» **Texto de origem**:
◆ ◆ ◆
Meu colega Atila Iamarino, biólogo e colunista desta Folha, já tinha abordado parte do problema em seu recente texto sobre os “coronacéticos”.

Pois é, aquele pessoal que, num exercício de pega-pega cognitivo capaz de endoidecer até os mais sãos, primeiro diz que “é só uma gripezinha”, depois argumenta que o negócio é “isolar só os velhinhos” ou que vamos salvar a economia entupindo bilhões de pessoas com cloroquina, tudo isso enquanto esbraveja contra a China e as mazelas do “comunismo” (poucos países são mais capitalistas do que o gigante asiático hoje, mas tudo bem).

Como bem disse Iamarino, qualquer semelhança com os métodos de quem nega o papel da ação humana na crise climática não é mera coincidência –afinal, os autoproclamados “céticos do clima” empregam seu ceticismo altamente seletivo para afirmar que a culpa não é do homem, ou que a coisa não vai ser tão feia assim, que dióxido de carbono é só “fertilizante de plantinha” ou que novas tecnologias (com a mínima regulação estatal possível, claro) logo vão resolver qualquer problema.

Não são só as mesmas estratégias, porém. Com muita frequência, SÃO AS MESMAS PESSOAS usando argumentos capciosos, contraditórios ou impossíveis de testar empiricamente sem levar muita gente para o buraco antes.
◆ ◆ ◆
» **Exercícios a resolver**:
1. Responda com base na coluna sobre os céticos da pandemia e do clima:
(a) Que profissão a coluna atribui a Atila Iamarino?
(b) Como os "céticos do clima" chamam o dióxido de carbono?
(c) O que a coluna afirma sobre o quanto a China é capitalista hoje?
2. Segundo a coluna sobre os céticos da pandemia e do clima, por que a semelhança entre os "coronacéticos" e os que negam o papel humano na crise climática não é mera coincidência?
3. Dê continuidade à coluna sobre os céticos da pandemia e do clima a partir do ponto em que ela termina.
Os registros são um material à parte, sem relação com o texto.

» **Dados fornecidos**:
◆ ◆ ◆
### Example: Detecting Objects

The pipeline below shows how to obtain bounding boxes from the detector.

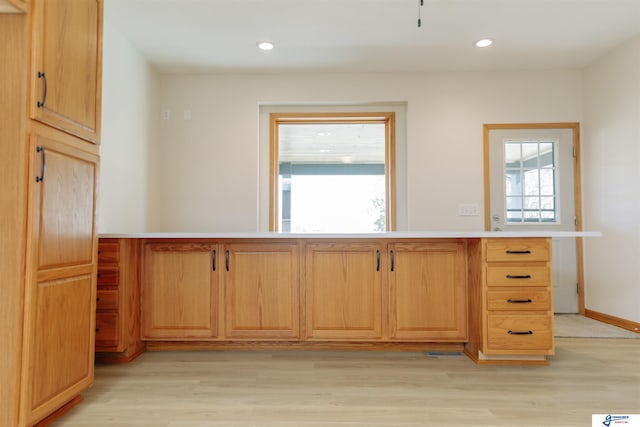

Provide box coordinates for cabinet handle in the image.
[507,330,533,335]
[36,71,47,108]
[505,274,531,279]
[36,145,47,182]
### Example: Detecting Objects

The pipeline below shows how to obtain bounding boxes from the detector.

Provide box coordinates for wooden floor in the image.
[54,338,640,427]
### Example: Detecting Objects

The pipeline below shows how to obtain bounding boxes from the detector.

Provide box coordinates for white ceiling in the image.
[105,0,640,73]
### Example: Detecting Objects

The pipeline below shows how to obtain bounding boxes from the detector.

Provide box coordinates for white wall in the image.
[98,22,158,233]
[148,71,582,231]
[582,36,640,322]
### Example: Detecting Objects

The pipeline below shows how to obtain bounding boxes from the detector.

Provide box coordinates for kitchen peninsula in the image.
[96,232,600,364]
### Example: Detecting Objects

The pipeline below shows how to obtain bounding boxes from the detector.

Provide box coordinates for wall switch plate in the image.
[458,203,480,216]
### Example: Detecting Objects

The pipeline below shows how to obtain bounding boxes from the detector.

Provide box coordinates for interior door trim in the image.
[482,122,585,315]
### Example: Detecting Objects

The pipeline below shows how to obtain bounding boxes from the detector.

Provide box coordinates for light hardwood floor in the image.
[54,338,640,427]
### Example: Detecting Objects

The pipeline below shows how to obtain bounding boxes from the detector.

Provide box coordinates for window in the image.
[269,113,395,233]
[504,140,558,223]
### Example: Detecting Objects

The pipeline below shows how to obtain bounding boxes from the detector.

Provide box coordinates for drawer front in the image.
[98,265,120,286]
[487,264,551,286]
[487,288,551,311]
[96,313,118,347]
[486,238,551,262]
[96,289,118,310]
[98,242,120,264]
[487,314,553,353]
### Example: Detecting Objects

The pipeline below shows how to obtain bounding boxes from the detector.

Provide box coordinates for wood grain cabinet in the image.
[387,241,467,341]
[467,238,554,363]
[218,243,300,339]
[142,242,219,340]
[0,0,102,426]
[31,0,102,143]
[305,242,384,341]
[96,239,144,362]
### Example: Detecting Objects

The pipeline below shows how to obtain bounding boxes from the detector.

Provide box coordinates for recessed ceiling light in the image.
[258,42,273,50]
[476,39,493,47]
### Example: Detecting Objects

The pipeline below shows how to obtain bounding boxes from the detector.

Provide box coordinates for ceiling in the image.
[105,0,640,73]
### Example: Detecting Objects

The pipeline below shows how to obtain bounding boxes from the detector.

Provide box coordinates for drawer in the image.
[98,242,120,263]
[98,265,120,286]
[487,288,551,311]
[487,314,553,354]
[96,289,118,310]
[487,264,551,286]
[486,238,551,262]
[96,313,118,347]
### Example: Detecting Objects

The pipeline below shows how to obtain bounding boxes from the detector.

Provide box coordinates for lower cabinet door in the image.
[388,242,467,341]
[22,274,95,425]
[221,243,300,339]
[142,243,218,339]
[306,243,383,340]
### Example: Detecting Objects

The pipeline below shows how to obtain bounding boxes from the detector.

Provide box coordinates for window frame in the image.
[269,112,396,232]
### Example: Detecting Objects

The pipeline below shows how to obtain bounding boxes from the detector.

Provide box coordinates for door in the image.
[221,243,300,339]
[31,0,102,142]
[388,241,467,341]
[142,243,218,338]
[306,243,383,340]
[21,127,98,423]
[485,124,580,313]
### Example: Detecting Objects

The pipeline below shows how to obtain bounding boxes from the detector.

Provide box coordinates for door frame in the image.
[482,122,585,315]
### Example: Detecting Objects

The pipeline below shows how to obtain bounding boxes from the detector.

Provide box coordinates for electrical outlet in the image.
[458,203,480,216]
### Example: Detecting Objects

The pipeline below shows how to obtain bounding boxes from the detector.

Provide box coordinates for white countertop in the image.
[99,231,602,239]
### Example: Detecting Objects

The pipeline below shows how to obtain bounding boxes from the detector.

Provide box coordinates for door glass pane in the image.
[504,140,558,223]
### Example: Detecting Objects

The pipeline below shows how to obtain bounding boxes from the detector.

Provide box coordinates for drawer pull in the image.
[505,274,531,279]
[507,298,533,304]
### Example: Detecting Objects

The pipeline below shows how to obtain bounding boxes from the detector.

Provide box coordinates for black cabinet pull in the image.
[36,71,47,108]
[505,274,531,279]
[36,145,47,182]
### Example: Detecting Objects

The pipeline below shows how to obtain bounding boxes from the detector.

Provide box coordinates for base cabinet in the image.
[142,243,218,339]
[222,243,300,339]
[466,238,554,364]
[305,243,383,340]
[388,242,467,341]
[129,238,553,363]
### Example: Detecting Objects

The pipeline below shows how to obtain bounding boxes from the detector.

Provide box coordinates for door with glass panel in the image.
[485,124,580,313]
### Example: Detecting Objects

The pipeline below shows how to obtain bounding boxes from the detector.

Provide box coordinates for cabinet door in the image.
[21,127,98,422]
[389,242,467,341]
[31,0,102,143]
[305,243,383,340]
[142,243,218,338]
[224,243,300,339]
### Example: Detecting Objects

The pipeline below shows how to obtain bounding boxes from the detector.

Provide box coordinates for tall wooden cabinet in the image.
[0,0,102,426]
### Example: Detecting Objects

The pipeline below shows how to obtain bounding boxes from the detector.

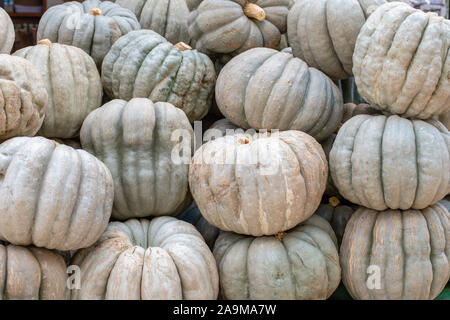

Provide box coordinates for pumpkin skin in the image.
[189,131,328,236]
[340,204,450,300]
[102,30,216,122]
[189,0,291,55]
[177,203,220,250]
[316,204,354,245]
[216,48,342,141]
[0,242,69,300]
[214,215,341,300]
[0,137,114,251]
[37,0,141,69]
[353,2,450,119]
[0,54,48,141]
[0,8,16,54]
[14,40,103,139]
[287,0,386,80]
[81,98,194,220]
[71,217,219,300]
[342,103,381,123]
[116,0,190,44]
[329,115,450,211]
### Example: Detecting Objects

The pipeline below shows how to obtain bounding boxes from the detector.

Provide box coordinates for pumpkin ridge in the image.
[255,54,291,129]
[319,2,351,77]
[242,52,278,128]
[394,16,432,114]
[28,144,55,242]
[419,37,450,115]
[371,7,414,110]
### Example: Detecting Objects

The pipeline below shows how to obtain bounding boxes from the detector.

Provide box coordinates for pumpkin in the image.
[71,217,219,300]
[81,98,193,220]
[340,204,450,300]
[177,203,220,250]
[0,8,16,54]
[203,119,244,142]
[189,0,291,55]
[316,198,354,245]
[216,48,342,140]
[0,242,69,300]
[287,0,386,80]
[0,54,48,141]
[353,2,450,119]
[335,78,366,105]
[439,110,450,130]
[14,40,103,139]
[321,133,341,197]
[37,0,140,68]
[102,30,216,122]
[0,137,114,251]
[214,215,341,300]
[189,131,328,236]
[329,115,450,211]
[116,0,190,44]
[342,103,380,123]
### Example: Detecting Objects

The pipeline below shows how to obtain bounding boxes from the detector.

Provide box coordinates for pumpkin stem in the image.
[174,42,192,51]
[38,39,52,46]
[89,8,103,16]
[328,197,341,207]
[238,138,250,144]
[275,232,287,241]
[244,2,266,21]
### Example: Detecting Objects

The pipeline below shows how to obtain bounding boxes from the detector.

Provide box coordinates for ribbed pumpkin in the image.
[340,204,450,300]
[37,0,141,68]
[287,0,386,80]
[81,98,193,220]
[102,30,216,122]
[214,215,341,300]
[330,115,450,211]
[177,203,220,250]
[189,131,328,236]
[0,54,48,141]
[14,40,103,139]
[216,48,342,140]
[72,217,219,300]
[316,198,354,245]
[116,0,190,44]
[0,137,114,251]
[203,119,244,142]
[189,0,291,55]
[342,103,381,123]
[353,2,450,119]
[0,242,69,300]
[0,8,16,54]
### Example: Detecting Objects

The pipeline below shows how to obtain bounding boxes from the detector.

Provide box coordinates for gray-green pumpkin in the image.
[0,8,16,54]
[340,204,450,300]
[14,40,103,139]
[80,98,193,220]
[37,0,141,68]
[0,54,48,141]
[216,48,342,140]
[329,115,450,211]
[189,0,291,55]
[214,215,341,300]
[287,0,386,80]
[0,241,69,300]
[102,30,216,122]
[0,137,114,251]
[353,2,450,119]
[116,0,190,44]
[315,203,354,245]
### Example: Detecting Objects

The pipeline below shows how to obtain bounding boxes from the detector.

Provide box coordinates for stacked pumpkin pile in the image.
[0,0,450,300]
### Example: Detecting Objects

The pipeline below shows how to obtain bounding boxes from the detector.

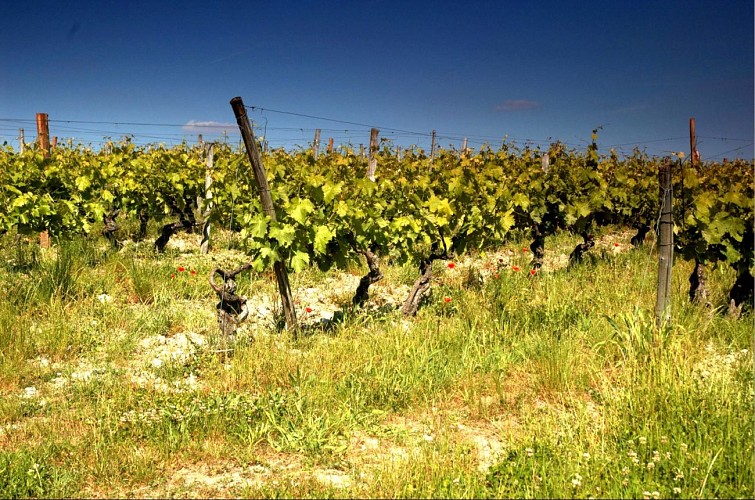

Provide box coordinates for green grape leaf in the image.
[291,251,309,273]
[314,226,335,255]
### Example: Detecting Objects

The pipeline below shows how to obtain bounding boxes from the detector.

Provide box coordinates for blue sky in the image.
◆ ◆ ◆
» **Respostas dos exercícios**:
1.
(a) Biólogo e colunista da Folha.
(b) De "fertilizante de plantinha".
(c) Que poucos países são mais capitalistas do que ela.

2. Os "céticos do clima" usam um ceticismo altamente seletivo parecido: dizem que a culpa não é do homem, que a situação não será tão feia, que o dióxido de carbono é só "fertilizante de plantinha" e que novas tecnologias vão resolver tudo. A coluna acrescenta que, com muita frequência, são as mesmas pessoas.

3.
Esse bloco ideologicamente coeso –sim, senhores, ideologia não é só o nome dado para visões de mundo que vocês detestam–, que inclui ainda o criacionismo e o armamentismo, caracteriza-se ainda por ser “conservador nos costumes e liberal na economia” e pela alergia ao Estado.

O único uso legítimo do poder estatal, para esse povo, é descer o sarrafo em meliante (cobrando o mínimo possível de impostos, é claro).

Ligar os pontos entre essas posições anticientíficas é essencial neste momento. A suposta preocupação com liberdades individuais e sustentabilidade econômica da turma do combo da desgraça não passa de um manto finíssimo lançado por cima de um instinto muito mais básico e canalha: se a desgraça real é ruim para os negócios, negue-se a desgraça.

Infelizmente, para muitos que nada lucram com isso, o combo da desgraça virou apenas bandeira pessoal de identidade ideológica. Poucos safados se dão bem graças a essa estratégia. É preciso desconstruí-la urgentemente.